DOCUMENTO FUENTE -
Mis amigas siempre se llevan las manos a la cabeza cuando les digo que no siento ningún odio ni ningún rencor hacia el susodicho que vengo a mencionar en esta historia.
Puede que el colega (como lo llamábamos entre nosotras) no lo hiciera del todo bien, pero ¿cómo puedo odiar a alguien que me ha enseñado tanto?
Yo era una chica muy inocente. Solo había estado con una persona, y ahora entiendo que no es que yo fuera una “ameba”, como él solía decirme, o que las gordas como yo no podíamos disfrutar del sexo. Creo que me lo dijo tantas veces que me lo acabé creyendo.
Estaba convencida de que el sexo era “el sacrificio” que teníamos que hacer por tener una pareja. Porque eso sí, a romántica no me gana nadie.
Conocí al colega un viernes por la noche.
Después de un largo día de trabajo, decidí parar de camino a casa a comprarme la cena.
Mientras pedía, entro él.
Alto, guapo, y con los ojos más bonitos que he visto en mi vida. Un empotrador galés en toda regla.

ENUNCIADO A -
¿Coinciden estas afirmaciones con el relato sobre el colega? Contesta sí o no a cada una y cita literalmente las palabras del relato que lo deciden: (i) Quien narra conoció al colega un viernes por la noche. (ii) Antes de conocerlo, quien narra había estado con varias personas. (iii) Quien narra se considera poco romántica.
ENUNCIADO B -
¿Podrías proseguir el relato sobre el colega a partir de su última frase?

DATOS BRUTOS -
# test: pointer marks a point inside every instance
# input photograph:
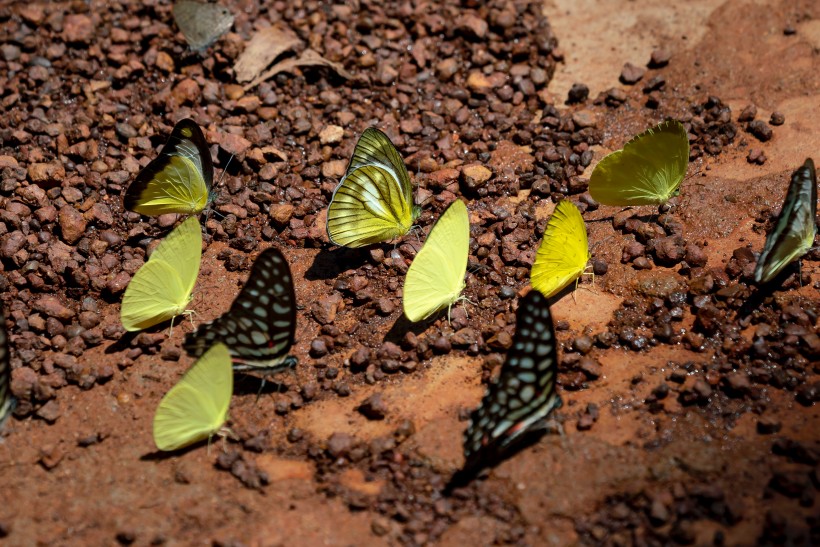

RESULTADO A -
(i) Sí: «Conocí al colega un viernes por la noche.»
(ii) No: «Solo había estado con una persona».
(iii) No: «Porque eso sí, a romántica no me gana nadie.»

RESULTADO B -
Mientras esperábamos a que nos sirvieran, me preguntó qué me parecía el sitio. Entre que no me esperaba que semejante hombre me hablase, y el nivel de inglés que gastaba yo entonces, le contesté lo primero que se me pasó por la cabeza y me marché de allí.
Ya de camino a casa, me paró en la calle para preguntarme mi nombre. Empezamos a hablar, y me dijo que era nuevo en el barrio y no conocía a nadie. Que si quería darle mi número de teléfono. ¡Mi número de teléfono! ¡El padre de todos los empotradores quería mi número de teléfono! Empezaron los mensajes día y noche. Las conversaciones hasta las tantas. Los pantallazos a mis amigas comentando la jugada. Y yo, ya imaginándome como la protagonista de una de las novelitas románticas de Jazmín que tanto me gustaban.
Hasta que un día me dijo si quería quedar a tomar una cerveza. Yo no salía de trabajar hasta las 22.00, así que la idea de ir a un pub estaba descartada. Total, que me invitó a su casa a ver una película de la que habíamos estado hablando. (¿Os he dicho ya que yo era muy inocente?).
Como os podéis imaginar, la película no la llegamos a terminar. Y ahí se me abrió un mundo.
Solo una noche fue suficiente para saber que había estado engañada toda la vida en lo que al sexo se refería. Y eso que yo hacer, no es que hiciera mucho.
Días más tarde, decidí hablar con él y contarle la verdad. Le escribí un mensaje que me costó varias horas (y no solo por la barrera del idioma).
A mis 26 años, mi experiencia era prácticamente nula.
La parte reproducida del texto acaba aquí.